# About this exercise
Answer these from the passage on the KBO:
1. How long is the pitch clock the KBO has instituted?
2. What league-wide batting average does Schaerlaecken give for the KBO in 2019?
3. What did Dennis Eckersley do after striking a batter out in his early seasons?

# Passage provided

--------------------------------------------------

Worried about the time of game, you say? The KBO is taking that bull by the horns. They’ve already instituted a twelve-second pitch clock. They’re kicking around a slightly wider strike zone. (The width of the plate, the traditional old top-to-bottom between the batter’s shoulders and knees, however the batter positions himself at the plate, and umpire accountability to enforce such a uniform strike zone, wouldn’t hurt.)

Maybe the one flaw in the KBO is that it’s as offense-weighted now as the Show was in the 1990s and the past couple of seasons now. Schaerlaecken observes that, in 2019, the KBO’s league-wide batting average was .286 and league-wide ERA was above 5.00. It has work to do to re-balance the game.

But I wouldn’t bet against them. All evidence thus far indicates they’re always trying to improve things for the fan’s and the game’s sake. Real baseball fans love good pitching duels—whether it’s the periodic starters’ clash or a battle of wits between bullpens—as much as batting clinics.

Come to think of it, real baseball fans love entertaining pitchers as well. Those my age remember how much fun Juan Marichal was on the mound, as well as being great, with his maybe twenty different windups and fifteen different leg kicks including the one that became his most indelible image. Or how Dennis Eckersley in his early seasons thought nothing of fanning an imaginary pistol after striking a batter out.

Or Mark (The Bird) Fidrych, who was a package of fun and laughs before he even threw a pitch. And anyone who could infuriate the Bronx Zoo Yankees with his antics—and, in his Rookie of the Year season, the pitching to back it up—should have been given the keys to his city. It was more the pity that Fidrych’s knee injury the following spring led to too many premature comebacks, shoulder demolition because of them, and career killed in its crib.

--------------------------------------------------

# Information given
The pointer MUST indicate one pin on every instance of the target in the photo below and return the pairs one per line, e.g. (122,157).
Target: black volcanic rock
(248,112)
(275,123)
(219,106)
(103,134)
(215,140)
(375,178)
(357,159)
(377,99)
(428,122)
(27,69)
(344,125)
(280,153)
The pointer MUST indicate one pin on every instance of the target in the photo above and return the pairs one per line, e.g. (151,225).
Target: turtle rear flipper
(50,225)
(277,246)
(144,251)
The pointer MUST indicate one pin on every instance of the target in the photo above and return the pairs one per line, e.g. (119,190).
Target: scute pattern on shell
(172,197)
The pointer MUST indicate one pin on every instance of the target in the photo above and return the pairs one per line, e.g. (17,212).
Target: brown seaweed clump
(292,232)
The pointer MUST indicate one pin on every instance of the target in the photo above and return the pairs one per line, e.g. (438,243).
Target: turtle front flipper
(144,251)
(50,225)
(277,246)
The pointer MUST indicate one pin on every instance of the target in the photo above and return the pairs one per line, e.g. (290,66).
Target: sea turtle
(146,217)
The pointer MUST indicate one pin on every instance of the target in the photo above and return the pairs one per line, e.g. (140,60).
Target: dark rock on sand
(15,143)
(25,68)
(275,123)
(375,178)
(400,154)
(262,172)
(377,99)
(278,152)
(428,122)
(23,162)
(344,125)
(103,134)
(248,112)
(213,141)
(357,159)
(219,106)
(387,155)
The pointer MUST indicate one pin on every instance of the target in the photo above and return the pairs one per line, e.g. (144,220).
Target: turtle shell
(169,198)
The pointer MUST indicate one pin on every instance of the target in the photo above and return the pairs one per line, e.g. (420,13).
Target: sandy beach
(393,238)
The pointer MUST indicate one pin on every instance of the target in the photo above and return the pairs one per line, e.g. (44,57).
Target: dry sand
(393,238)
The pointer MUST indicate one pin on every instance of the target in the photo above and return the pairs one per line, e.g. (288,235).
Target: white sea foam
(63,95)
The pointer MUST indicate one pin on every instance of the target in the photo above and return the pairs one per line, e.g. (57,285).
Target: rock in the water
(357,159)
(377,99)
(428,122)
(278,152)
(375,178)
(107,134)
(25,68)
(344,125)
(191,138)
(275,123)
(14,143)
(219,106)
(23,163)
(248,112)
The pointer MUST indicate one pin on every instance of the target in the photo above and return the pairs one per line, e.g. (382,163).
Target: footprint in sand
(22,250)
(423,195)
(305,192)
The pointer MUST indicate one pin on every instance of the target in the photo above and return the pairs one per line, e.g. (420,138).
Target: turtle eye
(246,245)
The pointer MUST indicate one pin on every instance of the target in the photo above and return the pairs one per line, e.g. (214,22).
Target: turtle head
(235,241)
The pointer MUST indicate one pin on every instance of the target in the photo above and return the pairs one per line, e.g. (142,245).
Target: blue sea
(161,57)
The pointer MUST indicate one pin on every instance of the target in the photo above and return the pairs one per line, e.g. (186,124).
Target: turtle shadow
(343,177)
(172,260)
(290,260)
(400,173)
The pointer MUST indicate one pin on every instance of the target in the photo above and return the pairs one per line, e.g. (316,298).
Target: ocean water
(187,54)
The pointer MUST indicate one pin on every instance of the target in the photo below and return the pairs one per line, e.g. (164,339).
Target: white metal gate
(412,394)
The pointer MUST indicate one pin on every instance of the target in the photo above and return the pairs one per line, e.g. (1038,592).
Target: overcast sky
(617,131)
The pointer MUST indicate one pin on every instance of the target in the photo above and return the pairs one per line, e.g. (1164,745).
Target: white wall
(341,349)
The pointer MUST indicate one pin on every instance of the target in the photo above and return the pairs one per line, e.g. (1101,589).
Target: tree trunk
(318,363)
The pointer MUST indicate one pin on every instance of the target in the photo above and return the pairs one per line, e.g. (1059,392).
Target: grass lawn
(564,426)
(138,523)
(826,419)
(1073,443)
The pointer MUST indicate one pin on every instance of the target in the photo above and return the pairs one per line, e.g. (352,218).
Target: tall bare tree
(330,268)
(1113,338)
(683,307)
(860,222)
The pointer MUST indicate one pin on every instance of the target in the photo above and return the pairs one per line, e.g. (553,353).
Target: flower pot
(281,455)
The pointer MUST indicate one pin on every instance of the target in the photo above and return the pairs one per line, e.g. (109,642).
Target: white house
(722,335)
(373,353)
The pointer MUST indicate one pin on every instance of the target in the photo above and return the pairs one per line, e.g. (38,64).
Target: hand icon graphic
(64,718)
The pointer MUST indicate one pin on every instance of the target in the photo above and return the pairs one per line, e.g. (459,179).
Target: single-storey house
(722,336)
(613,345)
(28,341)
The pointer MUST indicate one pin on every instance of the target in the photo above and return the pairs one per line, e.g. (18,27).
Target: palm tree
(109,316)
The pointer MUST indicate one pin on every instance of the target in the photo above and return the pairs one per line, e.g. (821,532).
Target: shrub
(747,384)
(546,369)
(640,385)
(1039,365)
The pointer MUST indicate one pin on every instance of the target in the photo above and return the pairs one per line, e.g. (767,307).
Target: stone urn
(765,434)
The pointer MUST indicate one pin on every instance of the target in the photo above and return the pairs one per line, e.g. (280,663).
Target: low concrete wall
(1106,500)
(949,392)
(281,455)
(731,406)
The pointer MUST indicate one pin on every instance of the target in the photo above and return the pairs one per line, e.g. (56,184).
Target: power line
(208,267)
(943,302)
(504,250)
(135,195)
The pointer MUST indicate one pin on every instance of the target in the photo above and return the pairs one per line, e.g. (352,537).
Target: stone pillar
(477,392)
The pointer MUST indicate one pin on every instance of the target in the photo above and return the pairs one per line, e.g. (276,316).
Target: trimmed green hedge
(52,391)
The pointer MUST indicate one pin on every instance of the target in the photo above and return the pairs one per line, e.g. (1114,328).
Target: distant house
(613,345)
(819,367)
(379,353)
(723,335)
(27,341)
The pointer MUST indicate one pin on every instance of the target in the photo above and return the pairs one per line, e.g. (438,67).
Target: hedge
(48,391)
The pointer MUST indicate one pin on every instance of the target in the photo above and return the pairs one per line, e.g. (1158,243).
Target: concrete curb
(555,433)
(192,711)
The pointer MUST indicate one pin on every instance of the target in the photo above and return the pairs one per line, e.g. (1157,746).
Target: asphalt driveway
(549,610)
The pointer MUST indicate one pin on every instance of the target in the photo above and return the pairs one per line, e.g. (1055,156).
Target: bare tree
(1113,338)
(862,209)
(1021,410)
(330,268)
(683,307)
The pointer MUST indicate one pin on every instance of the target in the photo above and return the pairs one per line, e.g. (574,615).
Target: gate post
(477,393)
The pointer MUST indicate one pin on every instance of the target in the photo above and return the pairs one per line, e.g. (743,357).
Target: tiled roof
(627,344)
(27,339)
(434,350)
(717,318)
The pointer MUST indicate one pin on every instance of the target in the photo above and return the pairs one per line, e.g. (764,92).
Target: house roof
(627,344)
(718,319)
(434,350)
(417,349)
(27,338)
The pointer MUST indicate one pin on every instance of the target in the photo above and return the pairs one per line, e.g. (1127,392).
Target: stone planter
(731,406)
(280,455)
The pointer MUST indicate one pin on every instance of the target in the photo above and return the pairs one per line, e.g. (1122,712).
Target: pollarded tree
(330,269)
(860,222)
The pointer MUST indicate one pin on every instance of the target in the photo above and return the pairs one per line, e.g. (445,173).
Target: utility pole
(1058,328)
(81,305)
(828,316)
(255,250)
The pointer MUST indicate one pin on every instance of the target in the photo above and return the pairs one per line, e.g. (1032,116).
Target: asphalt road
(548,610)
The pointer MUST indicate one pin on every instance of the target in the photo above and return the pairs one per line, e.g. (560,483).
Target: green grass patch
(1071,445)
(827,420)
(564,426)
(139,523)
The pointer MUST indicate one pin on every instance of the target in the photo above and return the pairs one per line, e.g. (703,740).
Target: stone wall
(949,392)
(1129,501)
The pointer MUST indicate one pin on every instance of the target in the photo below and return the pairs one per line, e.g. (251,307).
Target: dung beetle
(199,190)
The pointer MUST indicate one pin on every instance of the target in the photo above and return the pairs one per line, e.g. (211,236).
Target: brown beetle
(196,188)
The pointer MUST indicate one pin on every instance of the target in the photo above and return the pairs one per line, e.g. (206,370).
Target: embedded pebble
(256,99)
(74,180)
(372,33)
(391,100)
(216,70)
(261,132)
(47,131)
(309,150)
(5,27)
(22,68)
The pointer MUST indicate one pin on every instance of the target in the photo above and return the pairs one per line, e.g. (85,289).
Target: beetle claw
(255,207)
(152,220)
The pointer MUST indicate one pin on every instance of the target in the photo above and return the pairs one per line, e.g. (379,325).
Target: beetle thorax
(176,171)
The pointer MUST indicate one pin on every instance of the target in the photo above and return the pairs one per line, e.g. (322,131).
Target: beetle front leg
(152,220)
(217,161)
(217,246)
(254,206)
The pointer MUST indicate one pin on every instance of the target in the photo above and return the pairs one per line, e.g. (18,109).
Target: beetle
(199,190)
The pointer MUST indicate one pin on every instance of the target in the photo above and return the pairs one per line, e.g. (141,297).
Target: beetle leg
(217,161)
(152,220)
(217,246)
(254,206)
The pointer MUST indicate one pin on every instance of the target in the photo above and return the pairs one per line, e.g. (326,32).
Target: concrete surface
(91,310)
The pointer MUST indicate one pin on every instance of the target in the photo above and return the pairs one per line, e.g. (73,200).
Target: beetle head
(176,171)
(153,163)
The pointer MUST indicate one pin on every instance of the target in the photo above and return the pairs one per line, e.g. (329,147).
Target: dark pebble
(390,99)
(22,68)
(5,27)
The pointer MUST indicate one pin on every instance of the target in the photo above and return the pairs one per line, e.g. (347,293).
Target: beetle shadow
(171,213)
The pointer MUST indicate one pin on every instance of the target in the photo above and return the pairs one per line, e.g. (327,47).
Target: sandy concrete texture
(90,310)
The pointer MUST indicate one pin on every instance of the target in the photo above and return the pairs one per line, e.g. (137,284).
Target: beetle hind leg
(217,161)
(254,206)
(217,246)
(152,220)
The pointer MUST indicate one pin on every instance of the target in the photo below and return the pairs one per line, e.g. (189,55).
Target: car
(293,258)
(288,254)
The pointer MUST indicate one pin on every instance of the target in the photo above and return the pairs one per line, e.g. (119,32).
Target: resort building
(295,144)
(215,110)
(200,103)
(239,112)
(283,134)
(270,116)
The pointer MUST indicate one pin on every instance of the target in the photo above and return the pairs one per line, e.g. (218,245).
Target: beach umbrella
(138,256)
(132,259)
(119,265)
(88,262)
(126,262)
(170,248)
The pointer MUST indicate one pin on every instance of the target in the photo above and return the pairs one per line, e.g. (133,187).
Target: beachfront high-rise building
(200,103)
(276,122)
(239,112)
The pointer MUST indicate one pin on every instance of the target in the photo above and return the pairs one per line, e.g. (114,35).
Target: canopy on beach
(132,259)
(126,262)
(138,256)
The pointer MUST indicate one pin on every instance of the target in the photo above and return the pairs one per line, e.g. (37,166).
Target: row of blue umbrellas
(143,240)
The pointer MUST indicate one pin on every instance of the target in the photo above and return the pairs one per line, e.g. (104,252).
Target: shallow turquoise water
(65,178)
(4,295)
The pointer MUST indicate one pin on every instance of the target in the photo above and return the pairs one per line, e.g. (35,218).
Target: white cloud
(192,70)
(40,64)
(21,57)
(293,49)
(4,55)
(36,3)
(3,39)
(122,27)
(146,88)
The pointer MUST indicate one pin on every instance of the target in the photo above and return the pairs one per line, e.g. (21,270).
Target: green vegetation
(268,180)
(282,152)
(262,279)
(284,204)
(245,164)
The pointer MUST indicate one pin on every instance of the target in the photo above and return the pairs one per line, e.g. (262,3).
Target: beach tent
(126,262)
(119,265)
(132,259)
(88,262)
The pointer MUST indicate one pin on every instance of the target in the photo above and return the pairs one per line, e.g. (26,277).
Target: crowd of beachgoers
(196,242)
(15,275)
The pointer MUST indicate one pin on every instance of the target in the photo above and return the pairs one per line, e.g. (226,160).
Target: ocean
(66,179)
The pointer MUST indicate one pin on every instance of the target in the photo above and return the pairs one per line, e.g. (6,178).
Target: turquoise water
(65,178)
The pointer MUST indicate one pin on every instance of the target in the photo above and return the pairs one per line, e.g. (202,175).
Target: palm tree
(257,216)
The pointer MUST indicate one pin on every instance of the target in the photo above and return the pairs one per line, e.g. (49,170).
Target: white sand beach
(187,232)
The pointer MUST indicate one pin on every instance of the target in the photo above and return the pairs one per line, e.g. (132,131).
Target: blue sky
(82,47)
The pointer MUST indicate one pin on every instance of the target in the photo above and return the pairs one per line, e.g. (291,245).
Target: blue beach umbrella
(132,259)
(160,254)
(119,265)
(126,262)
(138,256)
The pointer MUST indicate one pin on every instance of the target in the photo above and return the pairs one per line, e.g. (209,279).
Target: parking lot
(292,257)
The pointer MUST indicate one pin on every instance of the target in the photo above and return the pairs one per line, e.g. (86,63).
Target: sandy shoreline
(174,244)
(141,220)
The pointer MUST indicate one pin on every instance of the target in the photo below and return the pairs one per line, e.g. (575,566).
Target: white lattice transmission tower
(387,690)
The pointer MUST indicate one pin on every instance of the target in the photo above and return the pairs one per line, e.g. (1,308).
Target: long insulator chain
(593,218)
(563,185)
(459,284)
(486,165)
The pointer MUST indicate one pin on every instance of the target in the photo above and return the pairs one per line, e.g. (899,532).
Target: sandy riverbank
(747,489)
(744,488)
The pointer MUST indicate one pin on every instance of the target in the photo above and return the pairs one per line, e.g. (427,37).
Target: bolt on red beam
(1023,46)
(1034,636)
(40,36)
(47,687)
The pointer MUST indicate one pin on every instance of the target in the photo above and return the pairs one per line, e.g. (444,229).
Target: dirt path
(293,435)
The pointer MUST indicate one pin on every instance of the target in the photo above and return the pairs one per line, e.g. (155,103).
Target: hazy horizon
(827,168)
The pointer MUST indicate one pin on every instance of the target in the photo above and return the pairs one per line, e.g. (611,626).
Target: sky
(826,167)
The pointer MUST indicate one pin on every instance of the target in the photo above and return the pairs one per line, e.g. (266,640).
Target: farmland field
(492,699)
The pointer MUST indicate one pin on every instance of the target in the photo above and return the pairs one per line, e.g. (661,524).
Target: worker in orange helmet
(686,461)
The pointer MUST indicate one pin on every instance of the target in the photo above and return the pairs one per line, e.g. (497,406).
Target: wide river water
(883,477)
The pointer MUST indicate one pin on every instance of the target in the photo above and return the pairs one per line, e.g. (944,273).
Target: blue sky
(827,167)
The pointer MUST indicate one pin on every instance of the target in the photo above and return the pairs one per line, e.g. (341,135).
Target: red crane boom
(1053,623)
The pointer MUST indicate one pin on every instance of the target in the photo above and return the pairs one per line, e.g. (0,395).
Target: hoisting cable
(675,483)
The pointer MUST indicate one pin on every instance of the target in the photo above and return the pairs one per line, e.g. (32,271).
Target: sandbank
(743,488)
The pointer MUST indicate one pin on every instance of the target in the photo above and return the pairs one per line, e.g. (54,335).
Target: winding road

--------------------------------------------------

# Your solution
1. Twelve seconds.
2. .286.
3. He fanned an imaginary pistol.